Given instruction
Substitute "marks a point on every instance of" for "locates a point on each instance of" in every one of the records below, keeping everything else the same.

[Saved entries]
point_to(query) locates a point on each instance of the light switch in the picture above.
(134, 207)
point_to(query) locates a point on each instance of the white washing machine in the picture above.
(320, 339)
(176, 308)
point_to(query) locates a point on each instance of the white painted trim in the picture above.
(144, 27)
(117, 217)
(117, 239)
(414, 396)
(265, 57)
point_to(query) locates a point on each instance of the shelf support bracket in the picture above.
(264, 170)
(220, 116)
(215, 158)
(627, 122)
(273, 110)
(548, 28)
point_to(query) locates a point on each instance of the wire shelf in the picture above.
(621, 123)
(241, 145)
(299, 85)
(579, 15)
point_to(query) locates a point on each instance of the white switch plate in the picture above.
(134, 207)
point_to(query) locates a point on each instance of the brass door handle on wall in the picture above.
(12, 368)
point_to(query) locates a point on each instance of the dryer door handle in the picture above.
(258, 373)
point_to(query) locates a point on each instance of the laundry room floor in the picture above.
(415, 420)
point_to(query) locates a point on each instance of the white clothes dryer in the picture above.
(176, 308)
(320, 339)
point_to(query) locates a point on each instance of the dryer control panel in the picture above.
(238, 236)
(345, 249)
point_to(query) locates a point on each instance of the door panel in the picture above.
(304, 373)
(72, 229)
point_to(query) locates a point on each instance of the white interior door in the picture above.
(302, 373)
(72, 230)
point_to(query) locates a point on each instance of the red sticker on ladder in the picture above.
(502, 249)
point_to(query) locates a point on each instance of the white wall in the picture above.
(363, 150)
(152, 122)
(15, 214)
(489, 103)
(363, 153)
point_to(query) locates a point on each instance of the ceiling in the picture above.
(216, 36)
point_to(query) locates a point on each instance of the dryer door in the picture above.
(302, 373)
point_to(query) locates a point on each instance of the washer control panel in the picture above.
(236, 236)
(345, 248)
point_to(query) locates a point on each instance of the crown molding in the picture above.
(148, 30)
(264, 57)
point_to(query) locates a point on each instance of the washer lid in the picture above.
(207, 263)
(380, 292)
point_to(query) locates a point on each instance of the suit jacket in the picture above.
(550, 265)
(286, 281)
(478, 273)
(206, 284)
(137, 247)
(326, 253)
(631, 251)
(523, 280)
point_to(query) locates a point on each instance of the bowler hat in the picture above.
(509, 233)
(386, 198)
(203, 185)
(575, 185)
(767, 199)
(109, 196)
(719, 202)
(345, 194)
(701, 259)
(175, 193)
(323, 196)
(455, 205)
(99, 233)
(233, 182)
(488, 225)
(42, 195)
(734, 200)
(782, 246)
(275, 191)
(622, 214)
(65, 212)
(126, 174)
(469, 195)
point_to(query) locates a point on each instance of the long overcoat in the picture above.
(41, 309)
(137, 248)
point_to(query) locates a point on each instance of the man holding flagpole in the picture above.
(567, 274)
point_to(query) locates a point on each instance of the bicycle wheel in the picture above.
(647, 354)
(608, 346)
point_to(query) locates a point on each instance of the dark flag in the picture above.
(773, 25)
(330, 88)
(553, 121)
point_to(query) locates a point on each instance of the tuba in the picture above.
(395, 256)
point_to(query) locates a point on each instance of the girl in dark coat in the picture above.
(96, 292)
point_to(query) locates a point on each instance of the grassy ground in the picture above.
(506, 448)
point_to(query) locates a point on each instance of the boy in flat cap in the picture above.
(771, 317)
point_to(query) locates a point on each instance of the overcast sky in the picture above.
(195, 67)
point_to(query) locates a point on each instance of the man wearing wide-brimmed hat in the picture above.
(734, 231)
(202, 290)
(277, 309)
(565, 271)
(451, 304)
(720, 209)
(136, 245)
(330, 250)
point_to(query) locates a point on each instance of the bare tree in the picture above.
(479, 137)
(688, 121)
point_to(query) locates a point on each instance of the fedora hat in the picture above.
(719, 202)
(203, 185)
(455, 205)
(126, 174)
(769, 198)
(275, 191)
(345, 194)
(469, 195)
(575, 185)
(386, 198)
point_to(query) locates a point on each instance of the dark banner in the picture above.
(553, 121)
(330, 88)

Solution to this problem
point_to(query) marks a point on every instance of the light switch in the picture above.
(134, 207)
point_to(query) marks a point on every instance of the white washing machine in the picture above.
(320, 339)
(176, 308)
point_to(query) marks a point on every instance of the white painted trim in the picture above.
(144, 27)
(117, 217)
(117, 239)
(414, 396)
(265, 57)
point_to(query) marks a point on every instance of the shelf support bracket in the picture above.
(264, 170)
(220, 116)
(215, 158)
(627, 122)
(273, 110)
(548, 28)
point_to(query) marks a point on every instance of the wire shelf in the picture above.
(621, 123)
(241, 145)
(299, 85)
(579, 15)
point_to(query) marks a point on every instance of the white switch plate in the picture above.
(134, 207)
point_to(query) marks a point on every instance of the brass door handle on wall in the picture above.
(12, 368)
point_to(query) marks a point on every instance of the dryer door handle in the picture above.
(258, 373)
point_to(query) marks a point on every instance of the laundry room floor in the picture above.
(415, 420)
point_to(query) marks a point on every instance of the white clothes dryer in the picture above.
(176, 308)
(320, 339)
point_to(query) marks a point on every instance of the dryer control panel in the picture above.
(238, 236)
(345, 249)
point_to(query) marks a point on every instance of the door panel in the picture above.
(304, 373)
(72, 229)
point_to(query) marks a point on every instance of the white interior door in the picture above.
(302, 373)
(72, 230)
point_to(query) marks a point on every instance of the red sticker on ladder in the picture above.
(502, 249)
point_to(query) marks a point on every instance of the white wall in the picture above.
(363, 150)
(152, 122)
(15, 214)
(489, 103)
(363, 153)
point_to(query) marks a point on every instance of the ceiling in the picture above.
(216, 36)
point_to(query) marks a point on every instance of the dryer door in the picture above.
(302, 373)
point_to(query) marks a point on every instance of the washer control panel in the picture above.
(236, 236)
(345, 248)
point_to(query) marks a point on every instance of the crown molding in the picture above.
(148, 30)
(264, 57)
point_to(query) marks a point on every instance of the washer lid in the picture above.
(207, 263)
(380, 292)
point_to(query) marks a point on every instance of the suit jacket in the picture above.
(550, 265)
(286, 281)
(478, 273)
(206, 284)
(137, 247)
(326, 253)
(631, 251)
(523, 280)
point_to(query) marks a point on every instance of the bowler hat in the picture above.
(509, 233)
(386, 198)
(203, 185)
(575, 185)
(767, 199)
(109, 196)
(719, 202)
(345, 194)
(701, 259)
(175, 193)
(323, 196)
(455, 205)
(99, 233)
(233, 182)
(488, 225)
(42, 195)
(734, 200)
(782, 246)
(275, 191)
(622, 214)
(65, 212)
(126, 174)
(469, 195)
point_to(query) marks a point on every instance of the long overcoat in the picture above.
(41, 309)
(137, 248)
point_to(query) marks a point on every instance of the man holding flagpole in the picture above.
(567, 274)
point_to(query) marks a point on every instance of the bicycle wheel in the picture above.
(647, 354)
(608, 346)
point_to(query) marks a point on every instance of the dark flag in the picture above.
(773, 25)
(330, 88)
(553, 121)
point_to(query) marks a point on every instance of the tuba in the picture above.
(395, 256)
point_to(query) marks a point on every instance of the girl in dark coat in the picture above.
(96, 292)
point_to(query) marks a point on every instance of the grassy ground in the picture above.
(506, 448)
point_to(query) marks a point on every instance of the boy in flat cap in the picture above.
(771, 317)
point_to(query) marks a point on every instance of the overcast sky in the picture above.
(195, 67)
point_to(query) marks a point on every instance of the man wearing wide-brimmed hat in the picture above.
(734, 231)
(202, 290)
(277, 309)
(565, 271)
(451, 304)
(720, 209)
(136, 245)
(330, 250)
point_to(query) marks a point on every instance of the bare tree in the picture above.
(479, 137)
(688, 121)
point_to(query) marks a point on every instance of the fedora hat in the picture above.
(719, 202)
(203, 185)
(455, 205)
(126, 174)
(769, 198)
(275, 191)
(345, 194)
(469, 195)
(575, 185)
(386, 198)
point_to(query) marks a point on every instance of the dark banner in the picture above.
(553, 121)
(330, 88)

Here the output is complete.